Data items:
- - - - -
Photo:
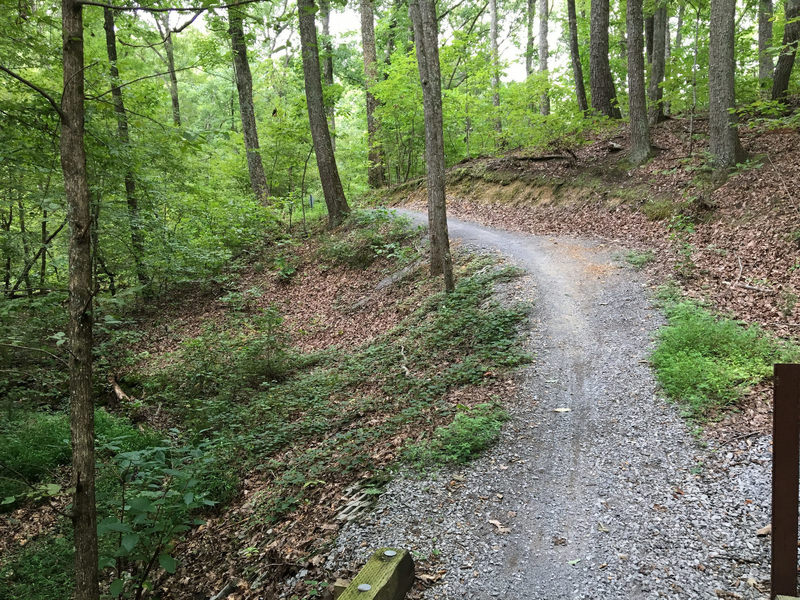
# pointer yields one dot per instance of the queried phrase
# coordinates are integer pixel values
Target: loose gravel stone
(612, 499)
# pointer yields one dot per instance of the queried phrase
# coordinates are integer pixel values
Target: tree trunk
(498, 123)
(137, 243)
(655, 92)
(575, 55)
(244, 85)
(326, 161)
(530, 47)
(76, 187)
(640, 132)
(604, 97)
(376, 169)
(791, 34)
(327, 64)
(173, 76)
(544, 53)
(423, 19)
(724, 144)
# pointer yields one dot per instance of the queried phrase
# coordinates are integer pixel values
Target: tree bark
(604, 96)
(244, 86)
(655, 92)
(327, 64)
(425, 24)
(726, 150)
(640, 132)
(173, 76)
(544, 53)
(326, 161)
(791, 34)
(530, 47)
(376, 169)
(137, 241)
(575, 55)
(76, 187)
(498, 122)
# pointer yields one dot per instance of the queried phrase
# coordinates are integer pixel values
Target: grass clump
(472, 431)
(706, 362)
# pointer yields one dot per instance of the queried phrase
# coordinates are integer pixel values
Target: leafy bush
(472, 431)
(706, 362)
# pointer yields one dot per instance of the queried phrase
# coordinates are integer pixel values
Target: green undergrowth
(706, 362)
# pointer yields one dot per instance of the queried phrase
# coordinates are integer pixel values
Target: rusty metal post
(785, 465)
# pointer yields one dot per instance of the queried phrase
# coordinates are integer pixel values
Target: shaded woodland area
(218, 154)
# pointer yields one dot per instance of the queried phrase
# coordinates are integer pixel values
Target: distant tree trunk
(575, 55)
(765, 65)
(640, 133)
(376, 169)
(323, 148)
(544, 53)
(791, 34)
(530, 47)
(726, 150)
(498, 123)
(76, 187)
(423, 19)
(137, 243)
(327, 64)
(655, 92)
(604, 97)
(244, 86)
(173, 76)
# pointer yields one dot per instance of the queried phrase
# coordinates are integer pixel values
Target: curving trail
(612, 499)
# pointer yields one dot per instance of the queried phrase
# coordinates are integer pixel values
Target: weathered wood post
(785, 464)
(388, 575)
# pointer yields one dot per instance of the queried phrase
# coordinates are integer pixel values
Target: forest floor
(598, 488)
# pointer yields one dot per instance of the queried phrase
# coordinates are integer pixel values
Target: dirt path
(613, 498)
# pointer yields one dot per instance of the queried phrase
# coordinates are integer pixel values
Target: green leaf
(167, 563)
(116, 587)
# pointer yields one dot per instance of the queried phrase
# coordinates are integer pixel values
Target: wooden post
(388, 575)
(785, 464)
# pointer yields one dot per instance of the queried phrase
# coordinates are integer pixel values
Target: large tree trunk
(791, 34)
(530, 46)
(544, 53)
(173, 76)
(655, 92)
(575, 55)
(326, 161)
(423, 19)
(724, 144)
(640, 133)
(137, 242)
(604, 97)
(76, 186)
(327, 64)
(498, 123)
(244, 85)
(375, 171)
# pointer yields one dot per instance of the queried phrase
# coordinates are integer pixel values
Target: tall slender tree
(575, 56)
(332, 188)
(244, 87)
(724, 145)
(640, 133)
(544, 53)
(137, 240)
(791, 35)
(604, 96)
(426, 40)
(76, 186)
(376, 169)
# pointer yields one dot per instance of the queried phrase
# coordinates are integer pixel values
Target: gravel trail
(611, 499)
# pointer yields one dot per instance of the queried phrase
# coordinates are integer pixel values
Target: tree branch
(36, 88)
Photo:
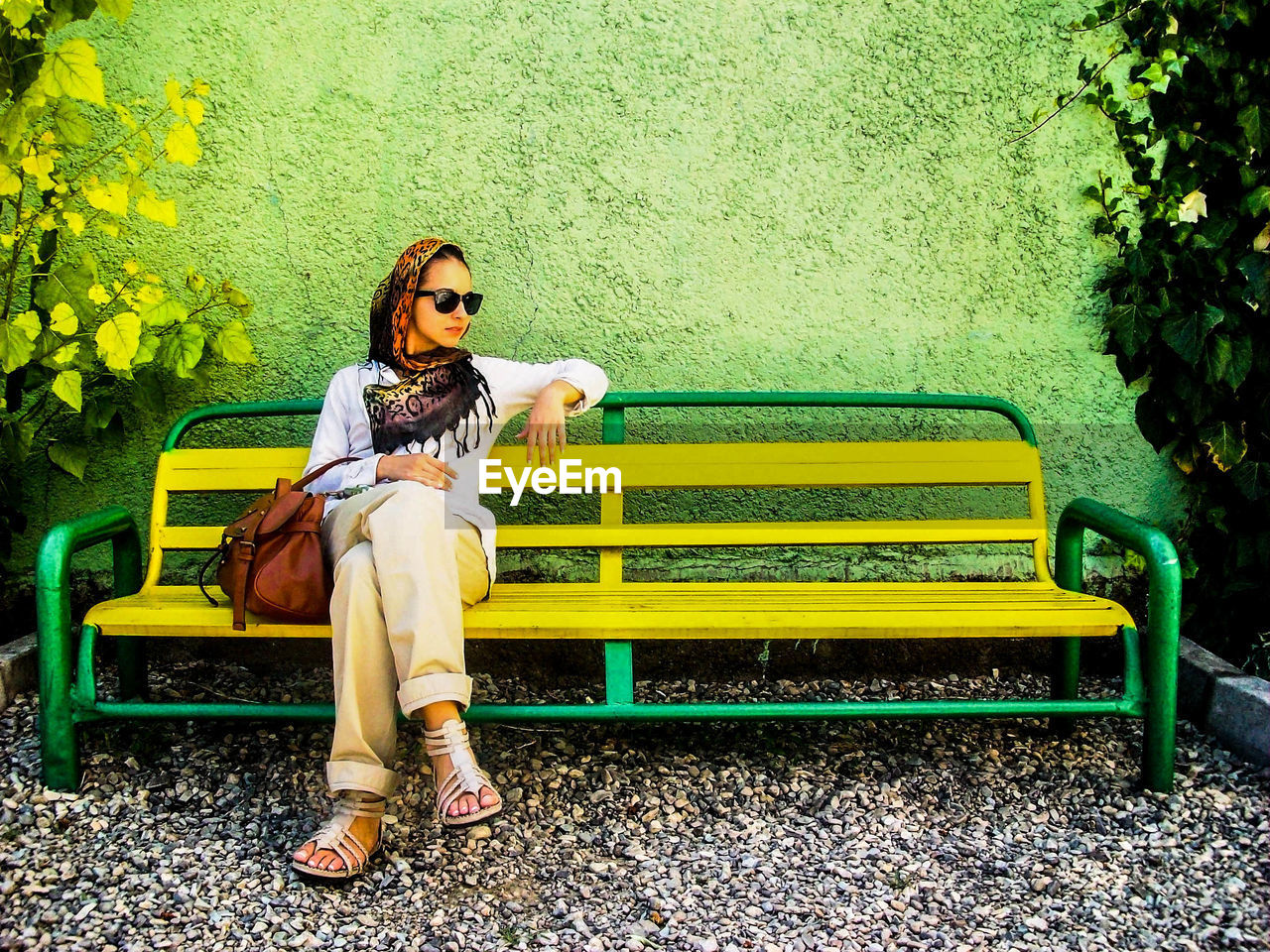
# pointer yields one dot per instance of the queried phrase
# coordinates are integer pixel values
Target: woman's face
(430, 329)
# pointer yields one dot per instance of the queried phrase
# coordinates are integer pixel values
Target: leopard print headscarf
(439, 390)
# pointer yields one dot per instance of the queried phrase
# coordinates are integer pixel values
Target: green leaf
(164, 312)
(148, 348)
(182, 349)
(18, 12)
(71, 457)
(1216, 358)
(118, 9)
(1250, 121)
(16, 439)
(1132, 326)
(1256, 200)
(63, 320)
(68, 285)
(71, 70)
(1256, 268)
(1252, 479)
(1241, 361)
(118, 339)
(1225, 443)
(67, 386)
(71, 127)
(98, 413)
(16, 345)
(1185, 333)
(234, 344)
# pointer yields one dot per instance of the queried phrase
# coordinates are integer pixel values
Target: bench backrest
(978, 462)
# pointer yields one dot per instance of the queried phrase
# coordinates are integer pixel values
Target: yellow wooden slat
(694, 610)
(668, 466)
(720, 534)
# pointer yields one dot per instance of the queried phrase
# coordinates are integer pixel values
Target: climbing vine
(85, 338)
(1189, 291)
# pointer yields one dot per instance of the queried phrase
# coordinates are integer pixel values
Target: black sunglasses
(445, 299)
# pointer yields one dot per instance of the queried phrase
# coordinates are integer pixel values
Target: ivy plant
(85, 336)
(1188, 296)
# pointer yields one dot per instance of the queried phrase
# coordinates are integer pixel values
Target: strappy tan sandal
(335, 835)
(466, 777)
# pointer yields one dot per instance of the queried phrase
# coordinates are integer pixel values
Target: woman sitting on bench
(409, 540)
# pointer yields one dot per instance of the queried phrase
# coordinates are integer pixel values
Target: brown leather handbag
(271, 558)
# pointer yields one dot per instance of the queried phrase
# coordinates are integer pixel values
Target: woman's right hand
(420, 467)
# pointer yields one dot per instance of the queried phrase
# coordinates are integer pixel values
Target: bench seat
(685, 610)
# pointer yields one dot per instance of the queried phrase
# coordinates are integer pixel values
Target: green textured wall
(694, 195)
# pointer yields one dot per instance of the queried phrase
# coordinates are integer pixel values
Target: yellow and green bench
(619, 611)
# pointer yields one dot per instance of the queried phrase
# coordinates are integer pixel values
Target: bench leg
(1064, 679)
(1160, 721)
(59, 733)
(619, 673)
(134, 665)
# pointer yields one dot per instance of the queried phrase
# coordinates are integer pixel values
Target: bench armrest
(1164, 571)
(112, 525)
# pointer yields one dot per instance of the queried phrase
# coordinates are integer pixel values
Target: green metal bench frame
(67, 683)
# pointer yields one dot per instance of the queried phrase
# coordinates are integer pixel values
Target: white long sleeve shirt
(344, 429)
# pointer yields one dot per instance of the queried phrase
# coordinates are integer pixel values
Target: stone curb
(1220, 699)
(1213, 694)
(19, 669)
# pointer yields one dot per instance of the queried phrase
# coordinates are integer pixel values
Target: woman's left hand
(545, 426)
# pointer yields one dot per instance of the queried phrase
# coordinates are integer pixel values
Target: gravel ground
(801, 835)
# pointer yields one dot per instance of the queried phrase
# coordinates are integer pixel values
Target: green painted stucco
(695, 195)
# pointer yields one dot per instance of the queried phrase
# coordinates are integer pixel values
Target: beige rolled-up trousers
(404, 571)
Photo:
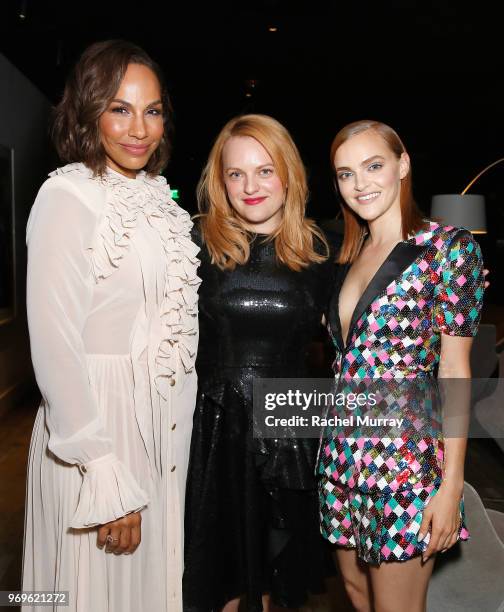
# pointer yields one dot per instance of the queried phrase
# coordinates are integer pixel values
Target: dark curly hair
(93, 82)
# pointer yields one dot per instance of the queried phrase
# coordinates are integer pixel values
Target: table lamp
(463, 210)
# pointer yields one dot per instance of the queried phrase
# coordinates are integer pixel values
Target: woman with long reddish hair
(405, 307)
(252, 505)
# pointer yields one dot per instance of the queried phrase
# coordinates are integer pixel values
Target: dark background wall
(24, 114)
(430, 68)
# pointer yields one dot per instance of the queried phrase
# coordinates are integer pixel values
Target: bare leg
(401, 585)
(232, 606)
(356, 579)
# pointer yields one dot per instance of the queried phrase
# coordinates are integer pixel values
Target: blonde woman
(251, 507)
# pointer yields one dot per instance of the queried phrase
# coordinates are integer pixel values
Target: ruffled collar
(126, 199)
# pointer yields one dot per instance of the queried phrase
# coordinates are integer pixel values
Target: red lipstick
(137, 150)
(253, 201)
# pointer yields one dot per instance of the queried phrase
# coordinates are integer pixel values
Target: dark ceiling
(431, 69)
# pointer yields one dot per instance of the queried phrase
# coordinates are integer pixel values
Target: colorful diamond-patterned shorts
(380, 527)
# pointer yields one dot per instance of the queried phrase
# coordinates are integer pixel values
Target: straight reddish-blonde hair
(355, 228)
(226, 237)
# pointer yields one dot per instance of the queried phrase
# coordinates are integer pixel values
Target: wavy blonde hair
(225, 235)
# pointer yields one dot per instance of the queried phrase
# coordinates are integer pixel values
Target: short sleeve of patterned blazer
(459, 294)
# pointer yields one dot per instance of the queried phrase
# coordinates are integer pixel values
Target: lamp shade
(466, 211)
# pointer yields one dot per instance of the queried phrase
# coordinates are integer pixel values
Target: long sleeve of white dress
(59, 294)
- - - - -
Reproduce only those lines of the entries above that run from the line with "Target: lamp shade" to the final line.

Target: lamp shade
(466, 211)
# pointer yields one dot per instance of the queried phrase
# coordinates are integer pixel values
Target: long sleeve of white dress
(59, 294)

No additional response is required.